* Extrait présenté *

**********

Ne plus crouler sous les mails

Je travaille avec l’un de mes clients d’abord parce que son équipe est top et que le produit apporte une réelle plus value mais également parce que, l’ayant vu travailler, je me demandais comment il faisait pour gérer autant de sujets et demeurer disponible.

Et j’ai appris.

Ce dirigeant gère de près ou de loin 12 sociétés qui regroupent 250 personnes au final. Certaines ne lui prennent pas de temps, d’autres beaucoup plus (jusqu’à 60 personnes). Et, chose étonnante, il était toujours disponible quand je l’appelais, trouvait le temps de faire du sport…. Bref, occupé mais pas débordé.

Bref, en travaillant à ses cotés, j’ai beaucoup évolué dans ma façon de travailler, notamment sur le traitement des e-mails.

Comment fait-il pour gérer toutes ces boites et ne pas être submergé, à l’heure où justement, j’entends de plus en plus en souvent « je ne réussis pas à traiter mes mails » / « les mails sont une plaie » ?

Le secret ? Ne rien laisser trainer

Il a une façon radicale de traiter ses mails. Aucun mail en attente et il n’oublie quasiment rien (et pas besoin de le relancer). Sa boite mail est traitée instantanément.

En faisant quelques recherches, j’ai découvert que le cerveau est une machine à traiter. La mémoire à court terme est la région du cerveau que nous utilisons pour stocker toutes ces to-do que constituent les e-mails. En revanche, cette mémoire à court terme sait mal stocker des informations au delà de quelques secondes (comme penser à faire telle action, répondre à machin ou signer tel document).

Donc découverte 1 : notre cerveau n’est pas très doué pour travailler avec cette mémoire à court terme. Il n’est pas fait pour cela. Même avec la mémoire de travail, il n’est pas fait pour stocker des informations sur une période courte.

OK, sauf que lorsque nous regardons nos e-mails et que nous décidons de les traiter plus tard, c’est cette région de notre mémoire que nous utilisons. Nous oublions donc ce que nous devons faire et forçons notre cerveau à travailler d’une manière qui n’est pas naturel pour lui.

**********

* Données fournies *
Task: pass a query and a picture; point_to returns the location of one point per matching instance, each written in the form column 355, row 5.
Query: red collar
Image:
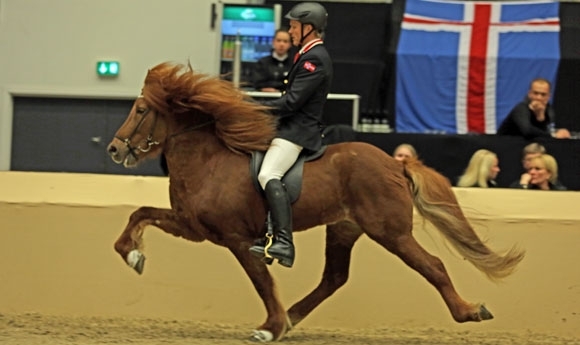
column 309, row 45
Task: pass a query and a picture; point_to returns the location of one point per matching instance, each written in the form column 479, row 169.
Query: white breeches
column 280, row 157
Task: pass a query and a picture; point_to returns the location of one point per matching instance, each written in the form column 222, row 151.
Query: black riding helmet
column 311, row 13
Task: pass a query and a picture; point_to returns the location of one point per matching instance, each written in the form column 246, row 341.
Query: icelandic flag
column 462, row 65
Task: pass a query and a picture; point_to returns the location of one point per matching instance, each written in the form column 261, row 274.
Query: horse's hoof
column 136, row 260
column 262, row 336
column 286, row 262
column 484, row 314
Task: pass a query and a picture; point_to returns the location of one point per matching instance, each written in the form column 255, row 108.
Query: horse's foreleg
column 129, row 243
column 277, row 323
column 432, row 269
column 340, row 239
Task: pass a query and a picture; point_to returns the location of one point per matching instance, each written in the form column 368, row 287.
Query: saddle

**********

* Objectif *
Recopiez, s'il vous plaît, l'extrait présenté sans rien y changer, en commençant aux mots « Comment fait-il pour » et en vous arrêtant après « signer tel document). ». Les lignes de données ne servent pas ici.

* Corrigé de l'exercice *
Comment fait-il pour gérer toutes ces boites et ne pas être submergé, à l’heure où justement, j’entends de plus en plus en souvent « je ne réussis pas à traiter mes mails » / « les mails sont une plaie » ?

Le secret ? Ne rien laisser trainer

Il a une façon radicale de traiter ses mails. Aucun mail en attente et il n’oublie quasiment rien (et pas besoin de le relancer). Sa boite mail est traitée instantanément.

En faisant quelques recherches, j’ai découvert que le cerveau est une machine à traiter. La mémoire à court terme est la région du cerveau que nous utilisons pour stocker toutes ces to-do que constituent les e-mails. En revanche, cette mémoire à court terme sait mal stocker des informations au delà de quelques secondes (comme penser à faire telle action, répondre à machin ou signer tel document).